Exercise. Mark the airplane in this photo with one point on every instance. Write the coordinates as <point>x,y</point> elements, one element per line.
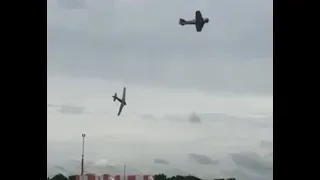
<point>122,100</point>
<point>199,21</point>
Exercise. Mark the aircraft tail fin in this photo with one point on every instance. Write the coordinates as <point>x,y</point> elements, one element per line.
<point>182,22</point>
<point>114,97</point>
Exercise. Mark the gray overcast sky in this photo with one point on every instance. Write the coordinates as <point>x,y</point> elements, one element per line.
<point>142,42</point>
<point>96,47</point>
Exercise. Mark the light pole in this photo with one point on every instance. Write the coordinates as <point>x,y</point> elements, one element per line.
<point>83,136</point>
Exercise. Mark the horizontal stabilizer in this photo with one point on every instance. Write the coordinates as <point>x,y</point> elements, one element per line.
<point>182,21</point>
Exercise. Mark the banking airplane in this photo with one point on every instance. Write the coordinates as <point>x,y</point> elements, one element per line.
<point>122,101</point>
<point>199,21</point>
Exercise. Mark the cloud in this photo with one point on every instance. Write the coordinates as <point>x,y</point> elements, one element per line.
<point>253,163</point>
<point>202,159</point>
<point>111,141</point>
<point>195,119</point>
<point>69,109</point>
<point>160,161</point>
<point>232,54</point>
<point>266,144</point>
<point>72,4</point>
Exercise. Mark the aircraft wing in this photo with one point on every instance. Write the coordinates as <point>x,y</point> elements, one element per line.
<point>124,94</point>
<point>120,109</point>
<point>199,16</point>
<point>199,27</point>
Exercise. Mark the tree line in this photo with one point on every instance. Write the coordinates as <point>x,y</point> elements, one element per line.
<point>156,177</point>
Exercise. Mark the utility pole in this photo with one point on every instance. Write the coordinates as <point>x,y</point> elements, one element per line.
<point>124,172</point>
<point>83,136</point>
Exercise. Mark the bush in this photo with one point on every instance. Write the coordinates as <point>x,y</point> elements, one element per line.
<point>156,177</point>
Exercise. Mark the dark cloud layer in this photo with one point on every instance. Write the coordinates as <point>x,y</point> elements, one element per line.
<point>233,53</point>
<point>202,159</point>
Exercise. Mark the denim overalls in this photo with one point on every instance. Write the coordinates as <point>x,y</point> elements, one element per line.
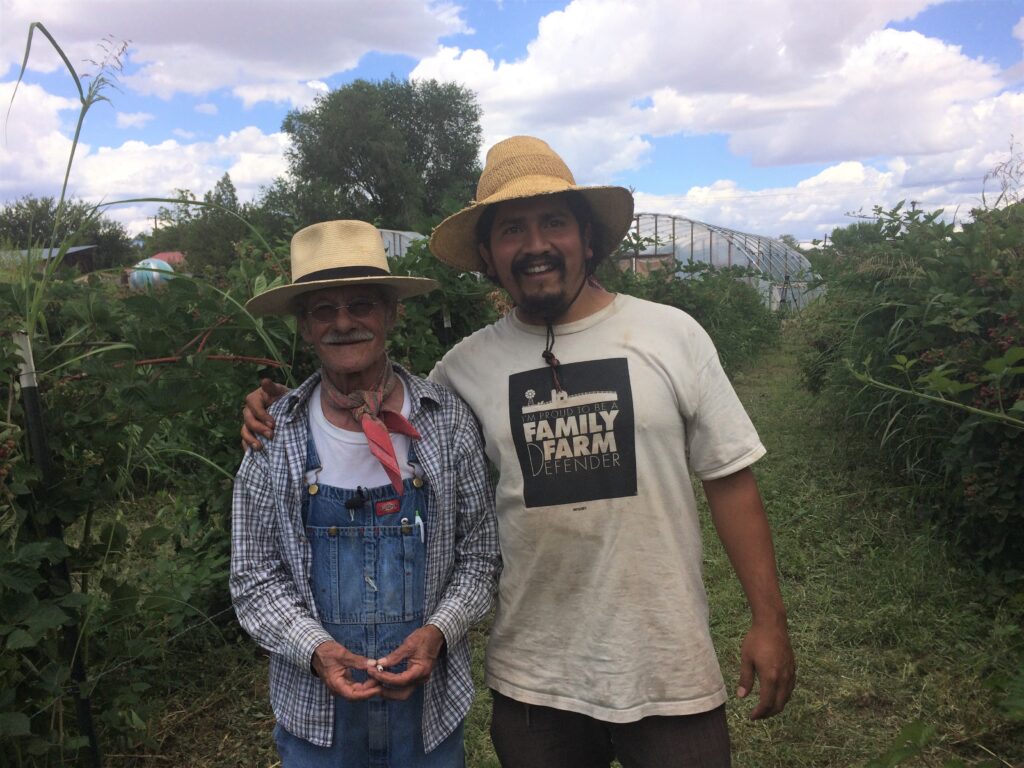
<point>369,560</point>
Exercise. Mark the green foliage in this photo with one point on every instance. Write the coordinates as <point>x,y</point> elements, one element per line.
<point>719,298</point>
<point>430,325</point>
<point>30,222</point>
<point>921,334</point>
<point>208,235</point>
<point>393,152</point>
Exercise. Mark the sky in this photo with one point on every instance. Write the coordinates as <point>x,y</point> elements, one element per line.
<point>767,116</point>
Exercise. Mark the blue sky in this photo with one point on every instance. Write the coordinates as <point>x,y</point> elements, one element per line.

▬▬▬▬▬▬

Exercise aim:
Copy every row above word for word, in the same order. Leave the pictures out.

Solution below:
Exercise. Mark the airplane in this photo with one point on every instance. Write the coordinates as <point>x,y</point> elements, one element per line.
<point>122,100</point>
<point>199,21</point>
Exercise. Mark the aircraft tail fin in this photo with one point on every instance. Write the coordinates as <point>x,y</point> elements, one element per line.
<point>182,22</point>
<point>114,97</point>
Exercise. Mark the gray overcast sky in this photo with one point on every instance. Write the coordinates as <point>x,y</point> elements, one element per line.
<point>142,42</point>
<point>96,47</point>
Exercise. Mark the light pole in this photo with one point on every instance. Write the coordinates as <point>x,y</point> elements, one element per line.
<point>83,136</point>
Exercise. Mark the horizontal stabilizer in this photo with one point on every instance. Write the coordinates as <point>x,y</point> elements, one element per line.
<point>182,21</point>
Exercise. Mark the banking airplane in this photo with one point on every instance. Write the coordinates as <point>x,y</point> elements, one element per line.
<point>122,101</point>
<point>199,21</point>
Exercise. Mark the cloud in this photo with one point on every instance. Write the coordinates as <point>x,y</point> elements, one element per line.
<point>253,163</point>
<point>202,159</point>
<point>111,141</point>
<point>195,119</point>
<point>69,109</point>
<point>160,161</point>
<point>232,54</point>
<point>266,144</point>
<point>72,4</point>
Exercise. Mark the aircraft wing in this photo with one point on every instance. Write the coordinates as <point>x,y</point> elements, one element per line.
<point>124,94</point>
<point>120,109</point>
<point>199,16</point>
<point>199,27</point>
Exercise. Mark the tree line in this photo with one point on every instance. Write the coordinates as <point>x,y</point> elements, one element per line.
<point>156,177</point>
Exercise. Mark the utility pole in this photo with one point on every instance. Write the coordinates as <point>x,y</point> elements, one element per line.
<point>124,172</point>
<point>83,136</point>
Exercise. Mark the bush in this photo with one point on every instance. Write the coordinates as <point>x,y</point> elements, one element per line.
<point>156,177</point>
Exercise. Mark the dark cloud layer in this photo with one point on every instance. Write the coordinates as <point>x,y</point> elements, one element per line.
<point>233,53</point>
<point>202,159</point>
Exercise. Mark the denim overalls in this photo with one point on every instance. Write the coordinates as <point>x,y</point> elements, one element per line.
<point>369,560</point>
Exercise. Mark the green foliage in this photo with one point on every instance. Write the coordinates as <point>x,y</point> elements, one element per line.
<point>719,298</point>
<point>430,325</point>
<point>30,222</point>
<point>921,334</point>
<point>208,235</point>
<point>393,152</point>
Exercise. Mark the sky in this photo with one point on every instance. Write the coordinates as <point>x,y</point> elements, one element per line.
<point>767,116</point>
Exercise. Mark the blue sky in this photo with one point on every instance. Write the coordinates as <point>x,y</point> elements, one element per line.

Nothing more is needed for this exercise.